- _DEINE AUFGABE_: Zitiere aus dem Textauszug über die Lucia-Inszenierung wortgetreu den Abschnitt zwischen „Giampaolo Bisanti, musikalischer“ und „Seele des Belcantos.“, beide Stellen eingeschlossen.

━━ TEXTAUSZUG ━━

Mit dem vierten Bild beginnt bereits der zweite Teil der Aufführung. Das Licht ist auf ein Minimum reduziert, die Hochzeitsgäste erscheinen alle in Schwarz. Das Einheitsbühnenbild bleibt geschlossen. Der Bräutigam, Arturo tritt auf, und um Enricos Intentionen zu verdeutlichen, schmeisst er mit Geld grosszügig um sich. Das fünfte Bild, als Höhepunkt der patriarchalen Gewalt, des männlichen Gehabes (Enrico mit blankem Oberkörper), wird ganz spartanisch am weissen Tisch an der Rampe gegeben. Im sechsten Bild, ihrer grossen Szene, tritt Lucia aus dem Schrank auf, nach dem Raimondo der Hochzeitsgesellschaft von den Geschehnissen berichtet hat. Das blutige Kleid bleibt Lucia verwehrt, stattdessen wird die Szenerie aus dem Bühnenhimmel dick mit schwarzem Laub eingedeckt. Eine Weltkugel mit Mondschatten versinnbildlicht Lucias Befindlichkeit. Der erste Teil des letzten Bildes, Edgardos „Abschied“, findet an der Rampe statt. Zum Schluss ist die tote Lucia auf dem Spitalbett zu sehen.

Giampaolo Bisanti, musikalischer Leiter der Produktion, beschreibt im Programmheft den Belcanto als eine „auf die Gesangsstimme fokussierte Art des Komponierens.“ Die Gesangs-Stimme wachse über Drama und Orchester hinaus, Orchester, Musik und Worte stünden ausschliesslich im Dienst der Stimme und des dramatischen Ausdrucks. Das Präsentieren der Stimme sei die Seele des Belcantos.

━━━
━━ ANGEZEIGTE ZEILEN ━━

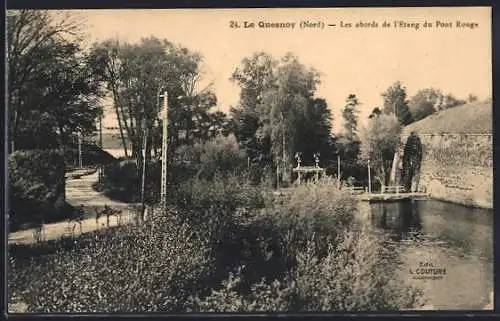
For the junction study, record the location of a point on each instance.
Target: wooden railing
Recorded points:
(393, 189)
(354, 189)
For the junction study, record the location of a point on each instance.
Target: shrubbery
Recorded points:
(230, 247)
(36, 186)
(327, 262)
(127, 269)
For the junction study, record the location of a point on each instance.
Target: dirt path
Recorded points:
(79, 191)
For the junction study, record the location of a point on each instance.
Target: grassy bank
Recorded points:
(221, 246)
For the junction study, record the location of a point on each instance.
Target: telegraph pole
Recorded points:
(80, 162)
(369, 178)
(164, 117)
(338, 166)
(143, 186)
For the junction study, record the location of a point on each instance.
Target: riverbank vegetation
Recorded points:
(225, 241)
(227, 247)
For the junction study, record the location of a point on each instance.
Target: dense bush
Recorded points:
(355, 276)
(36, 186)
(127, 269)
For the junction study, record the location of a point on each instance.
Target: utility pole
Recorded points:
(143, 186)
(100, 142)
(283, 142)
(338, 166)
(80, 162)
(369, 178)
(164, 117)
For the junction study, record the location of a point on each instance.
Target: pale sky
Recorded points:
(362, 61)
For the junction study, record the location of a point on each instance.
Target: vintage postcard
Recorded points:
(250, 160)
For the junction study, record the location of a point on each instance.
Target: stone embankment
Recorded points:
(457, 164)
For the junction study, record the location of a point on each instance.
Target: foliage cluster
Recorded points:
(36, 186)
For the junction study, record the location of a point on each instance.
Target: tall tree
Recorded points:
(395, 103)
(379, 141)
(137, 74)
(254, 76)
(350, 114)
(278, 107)
(52, 87)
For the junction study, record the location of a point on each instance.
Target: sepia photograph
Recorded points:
(335, 160)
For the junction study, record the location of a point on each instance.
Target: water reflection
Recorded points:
(402, 219)
(451, 236)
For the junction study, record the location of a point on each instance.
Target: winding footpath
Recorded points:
(79, 191)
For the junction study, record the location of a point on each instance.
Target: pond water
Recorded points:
(447, 249)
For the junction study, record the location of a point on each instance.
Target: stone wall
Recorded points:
(458, 167)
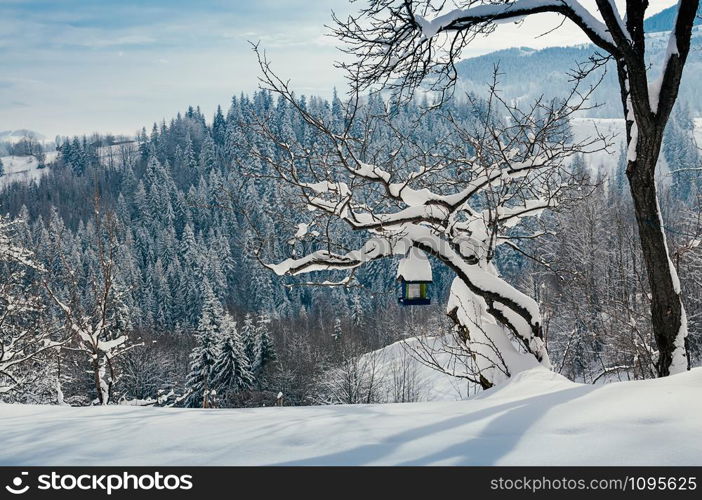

━━━

- _LÖSUNG DER ÜBUNG_:
Giampaolo Bisanti, musikalischer Leiter der Produktion, beschreibt im Programmheft den Belcanto als eine „auf die Gesangsstimme fokussierte Art des Komponierens.“ Die Gesangs-Stimme wachse über Drama und Orchester hinaus, Orchester, Musik und Worte stünden ausschliesslich im Dienst der Stimme und des dramatischen Ausdrucks. Das Präsentieren der Stimme sei die Seele des Belcantos.